§ What is being asked: Copy the data below word for word, keeping every line in the same order.

§ Dataset rows:
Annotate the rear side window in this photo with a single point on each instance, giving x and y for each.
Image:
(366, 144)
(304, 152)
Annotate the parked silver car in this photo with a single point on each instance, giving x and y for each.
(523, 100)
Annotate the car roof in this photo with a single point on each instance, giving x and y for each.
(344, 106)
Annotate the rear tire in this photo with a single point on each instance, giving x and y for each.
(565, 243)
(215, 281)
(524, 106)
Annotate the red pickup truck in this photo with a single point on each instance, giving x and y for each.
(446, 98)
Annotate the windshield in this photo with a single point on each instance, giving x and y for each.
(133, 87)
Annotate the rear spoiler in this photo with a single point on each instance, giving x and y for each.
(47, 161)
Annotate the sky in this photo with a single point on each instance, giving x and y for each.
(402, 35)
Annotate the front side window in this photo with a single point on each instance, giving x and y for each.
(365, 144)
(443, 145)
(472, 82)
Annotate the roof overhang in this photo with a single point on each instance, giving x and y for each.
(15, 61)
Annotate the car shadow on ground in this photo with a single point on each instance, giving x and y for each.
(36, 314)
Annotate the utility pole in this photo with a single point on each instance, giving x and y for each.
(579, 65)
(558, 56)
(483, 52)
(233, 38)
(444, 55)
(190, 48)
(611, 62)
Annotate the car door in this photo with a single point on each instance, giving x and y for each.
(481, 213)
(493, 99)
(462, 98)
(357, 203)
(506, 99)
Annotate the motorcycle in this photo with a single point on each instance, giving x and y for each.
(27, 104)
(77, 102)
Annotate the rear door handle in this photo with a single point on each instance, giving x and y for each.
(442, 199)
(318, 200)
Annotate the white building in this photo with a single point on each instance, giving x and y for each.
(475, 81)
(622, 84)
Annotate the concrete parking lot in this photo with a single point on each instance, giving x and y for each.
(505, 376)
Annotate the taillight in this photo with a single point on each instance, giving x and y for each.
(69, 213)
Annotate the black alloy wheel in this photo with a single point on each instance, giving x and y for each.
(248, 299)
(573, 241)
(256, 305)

§ Correct output:
Annotate the rear side window in this photo with a single point on each instance, giving x and y for each.
Image:
(366, 144)
(304, 152)
Annotate the parked silver car in this photo with a single point on each instance, giving x and y for each.
(523, 100)
Annotate the car roof in this photo with a single point on each instance, giving x and y for each.
(344, 106)
Annotate the rear tire in this photo with a single point on each instance, giving x and y for each.
(565, 243)
(215, 281)
(524, 106)
Annotate the red pickup truck in this photo with a single point on each instance, giving x and y for each.
(446, 98)
Annotate the windshield in this photo with a single point on each instance, giving x and y for each.
(133, 87)
Annotate the rear spoiler in this photo with a single point on each instance, giving x and y for each.
(47, 161)
Annotate the sky in this photo with a single point on each instance, giving x and y for each.
(402, 35)
Annotate the front side window in this photo with a single point on each instance, giving x and y for each.
(365, 144)
(443, 145)
(472, 82)
Annotate the roof overhang in this photo with a single point on each instance, giving x and y for each.
(15, 61)
Annotate the car shadow on ground in this photo with a single point on each instance, giving x and y for each.
(36, 314)
Annotate the utility pole in this photo with a single point on each instance, giving x and y for each.
(579, 65)
(558, 56)
(483, 52)
(233, 38)
(444, 55)
(190, 48)
(611, 62)
Annotate the car door in this photo with a single point on each instance, giving x and y for each.
(481, 213)
(493, 99)
(462, 98)
(357, 203)
(506, 99)
Annotate the motorcycle in this photo with a single point on each instance, giving x and y for each.
(27, 104)
(77, 102)
Annotate the rear door handle in this photo with a single point on each instance, giving x and y for each.
(442, 199)
(318, 200)
Annotate the white building in this photo with a single point on each instance, giving x and y for each.
(475, 81)
(622, 84)
Annotate the concrete parking lot in this photo with a single point on each instance, giving x and y for each.
(505, 376)
Annotate the taillight in this photo with a single point on each instance, giving x and y for each.
(69, 213)
Annotate the black alloy wheel in this photo with a single point on each instance, giving x and y for each.
(248, 299)
(573, 241)
(256, 305)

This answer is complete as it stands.